PASSAGE GIVEN:
··········

Reputation: 70426
I have a root server where I disabled login via user root and created another user that is in the sudoer list. So when I want to work on the server I do:
ssh myusername@IP_ADDRESS
On the server:
sudo su
enter my password to get root rights. This worked fine for 6 months now. Today I get this message when doing sudo su:
sudo: no tty present and no askpass program specified
What the hack is happening? What does this error mean and why do I get it?? Without root rights I cannot do so much on the server. Any idea how to fix this?
Upvotes: 7
Views: 59780
Reputation: 229
One thing to check is whether the OS thinks that the various processes "have a tty". If you are still having problems, it's probably worth doing this in both the shell within which you run ssh and the shell within which you run sudo. The easy way to check is the command "tty" - if it returns "not a tty", that shell doesn't have a "controlling tty" and cannot open /dev/tty even if it exists in the file system.

··········

SUPPLIED INFORMATION:
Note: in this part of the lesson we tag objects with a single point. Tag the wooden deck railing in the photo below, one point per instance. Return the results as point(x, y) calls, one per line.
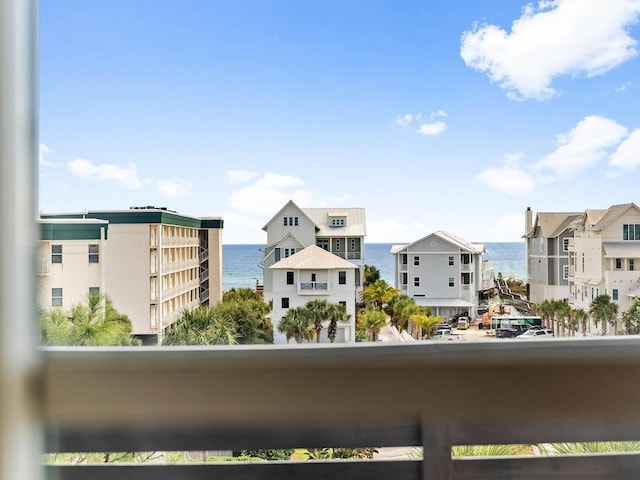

··········

PROBLEM TO SOLVE: In the forum post about the sudo error, what message appears when the user runs sudo su?

RESULT BELOW: sudo: no tty present and no askpass program specified